▸ **TASK INSTRUCTIONS**
1) In the court opinion, update the passage between "The appellant claimed" and "nontaxable professional services.", inclusive, replacing "catalogs" with "brochures", and give the revised passage.
2) Why does the court opinion reject Stoner Creek's claim that its horse feed is exempt as material used in manufacturing or industrial processing?
3) According to the court opinion, what total did the Revenue Cabinet's sales and use tax assessments against Stoner Creek come to?

▸ **TEXT SEGMENT**
###

Court of Appeals of Kentucky.

December 18, 1987.

Discretionary Review Denied By Supreme Court March 22, 1988.

*74 Douglas P. Romaine, Jackson W. White, Stoll, Keenon & Park, Lexington, for appellant.

Celia M. Dunlap, Legal Services Section, Revenue Cabinet, Frankfort, for appellee.



This is an appeal from a judgment of the Franklin Circuit Court affirming an order of the Kentucky Board of Tax Appeals, which determined that sales and use taxes were properly assessed against the appellant by the Revenue Cabinet.

The appellant, Stoner Creek Stud, Inc., owns and operates a farm for raising and breeding horses. Following an audit of purchases made by Stoner Creek during the periods from February 2, 1979, to March 31, 1979, and June 1, 1979, to April 30, 1983, the Revenue Cabinet issued sales and use tax assessments totalling $42,914.29. Stoner Creek filed a timely protest to the assessments with the Revenue Cabinet, contending that certain purchases were either exempt from tax or that it was not liable for taxes due.

The appellant claimed exemptions for its purchases of horse feed, tractors, and other machinery used on the farm, kerosene and other fuels used to power farm machinery, and catalogs for use in its horse breeding business. Stoner Creek also contended that sales tax on certain purchases made from various retailers in Kentucky was their liability rather than its own. Finally, Stoner Creek disputed a use tax assessed on a specially commissioned oil portrait of one of its champion stallions, arguing that the sale was for nontaxable professional services.

The Revenue Cabinet denied the appellant's formal protest but failed to specifically address the issue of Stoner Creek's purchases of petroleum fuels and catalogs. Stoner Creek then filed a petition for review before the Kentucky Board of Tax Appeals.

In its petition to the Board, Stoner Creek reiterated its objections to the sales and use taxes assessed by the Revenue Cabinet, but made no mention of the fuel and catalog purchases. These latter purchases *75 were also omitted from the parties' joint prehearing memorandum in which they set out their stipulations and delineated the issues to be decided by before the Board. Following settlement of several disputed assessments by the Revenue Cabinet and Stoner Creek, the Board upheld all of the remaining assessments against Stoner Creek. Stoner Creek then sought review in the circuit court which affirmed the Board. This appeal followed.

We first consider the appellant's contention that feed purchased by the taxpayer for use in its horse farming operations was exempt from Kentucky use and sales taxes pursuant to KRS 139.480(7), which provides that sales and use taxes shall not apply to "feed for livestock or poultry of a kind the products of which ordinarily constituted food for human consumption. . . ." The appellant argues that horses are "livestock" and that its feed purchases are therefore exempt pursuant to the statute. When taken in the context of the entire statute, however, it seems clear that the words "human consumption" are intended to modify "livestock" as well as "poultry." Happily, the legendary esteem in which Kentuckians have always held horseflesh has never extended to the dinner table. The feed is not exempt by this statute.

The appellant further argues that its feed purchases should be exempted as "tangible personal property to be used in the manufacturing or industrial processing" of finished products for resale. See 103 KAR 30:130 § 1. Such "tangible personal property" is defined as "[m]aterials which enter into or become an ingredient or component part of the manufactured product." 103 KAR 30.130 § 2(1). Stoner Creek contends that "the breeding and raising of horses for sale is an `industry,'" and that "the feed purchased by [Stoner Creek] to sustain its livestock constitute[s] the industrial materials of this industry." Suffice it to say that horses are bred and raised; they are not "manufactured" or "processed" as those words are commonly understood. This regulation clearly does not exempt feed for horses from sales or use tax. It may be, as the appellant argues, that a sound public policy would provide an exemption in this instance. That argument is best addressed to others since our role is not to set public policy but to follow it.

###

▸ **DATA**
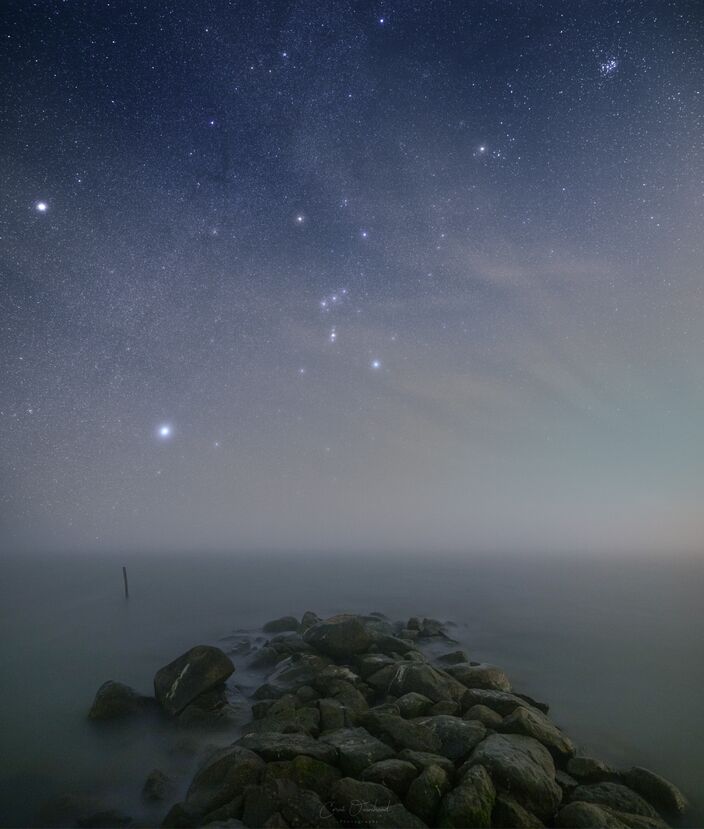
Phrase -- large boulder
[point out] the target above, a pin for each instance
(114, 700)
(199, 670)
(339, 637)
(591, 770)
(290, 674)
(662, 794)
(616, 796)
(281, 624)
(401, 733)
(534, 724)
(488, 677)
(470, 803)
(363, 803)
(419, 677)
(272, 746)
(423, 759)
(502, 702)
(509, 814)
(306, 773)
(395, 774)
(524, 767)
(457, 737)
(583, 815)
(224, 776)
(356, 748)
(425, 793)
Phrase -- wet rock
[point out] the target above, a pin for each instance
(402, 733)
(199, 670)
(488, 677)
(502, 702)
(308, 620)
(509, 814)
(484, 715)
(339, 637)
(592, 816)
(362, 803)
(114, 700)
(224, 776)
(453, 658)
(524, 767)
(286, 644)
(272, 746)
(425, 793)
(264, 658)
(290, 674)
(413, 705)
(419, 677)
(662, 794)
(281, 624)
(423, 759)
(395, 774)
(109, 819)
(158, 786)
(457, 737)
(616, 796)
(534, 724)
(306, 773)
(356, 748)
(590, 770)
(470, 803)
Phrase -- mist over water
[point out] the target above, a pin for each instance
(614, 646)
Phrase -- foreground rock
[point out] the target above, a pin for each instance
(199, 670)
(114, 700)
(353, 726)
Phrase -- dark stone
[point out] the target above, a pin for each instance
(395, 774)
(199, 670)
(484, 715)
(457, 737)
(413, 705)
(158, 786)
(114, 700)
(425, 793)
(470, 803)
(487, 677)
(272, 746)
(402, 733)
(509, 814)
(356, 748)
(662, 794)
(614, 795)
(223, 777)
(522, 766)
(423, 759)
(453, 658)
(339, 637)
(534, 724)
(280, 625)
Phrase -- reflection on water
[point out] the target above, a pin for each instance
(615, 647)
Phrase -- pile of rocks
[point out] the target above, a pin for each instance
(357, 726)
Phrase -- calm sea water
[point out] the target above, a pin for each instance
(615, 646)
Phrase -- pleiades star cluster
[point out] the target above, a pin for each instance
(352, 275)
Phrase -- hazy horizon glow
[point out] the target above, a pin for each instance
(357, 278)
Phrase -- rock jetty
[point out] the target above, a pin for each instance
(362, 722)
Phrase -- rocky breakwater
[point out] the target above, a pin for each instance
(361, 722)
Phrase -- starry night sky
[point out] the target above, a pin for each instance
(352, 275)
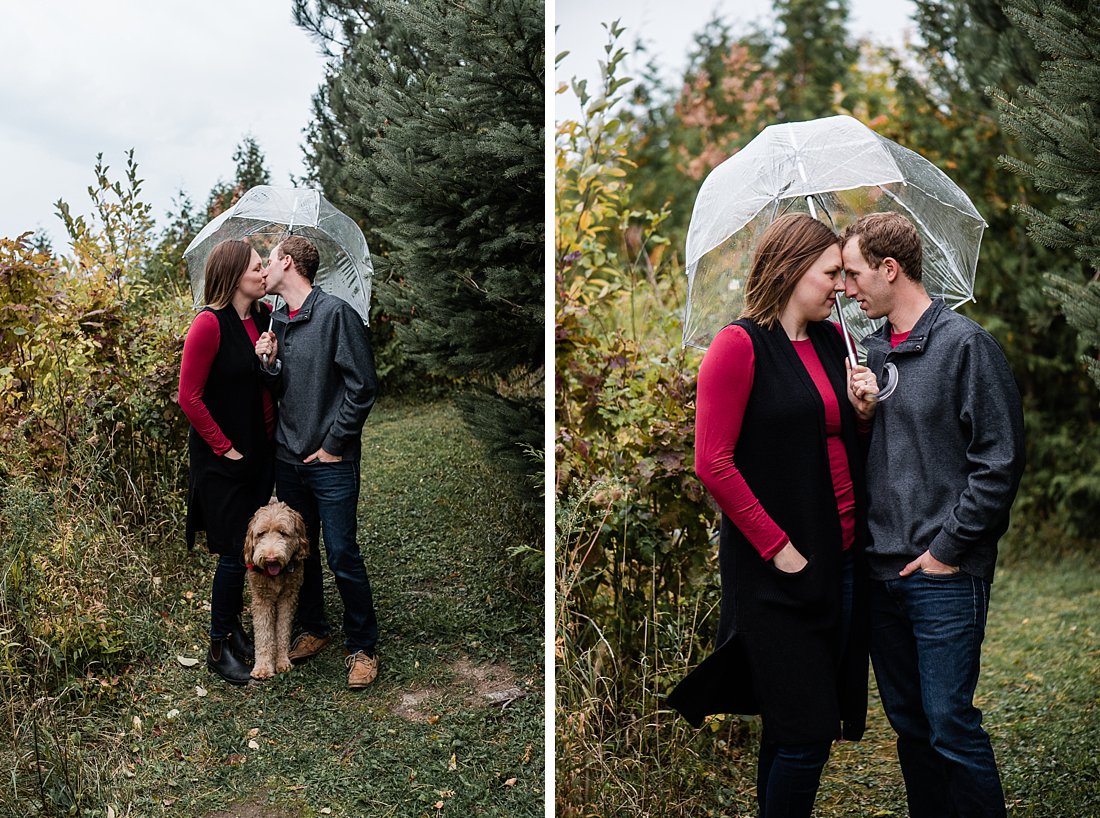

###

▸ **EXERCISE RESULTS**
1)
The appellant claimed exemptions for its purchases of horse feed, tractors, and other machinery used on the farm, kerosene and other fuels used to power farm machinery, and brochures for use in its horse breeding business. Stoner Creek also contended that sales tax on certain purchases made from various retailers in Kentucky was their liability rather than its own. Finally, Stoner Creek disputed a use tax assessed on a specially commissioned oil portrait of one of its champion stallions, arguing that the sale was for nontaxable professional services.

2) The court says horses are bred and raised, not "manufactured" or "processed" as those words are commonly understood. So the regulation does not exempt horse feed from sales or use tax.

3) $42,914.29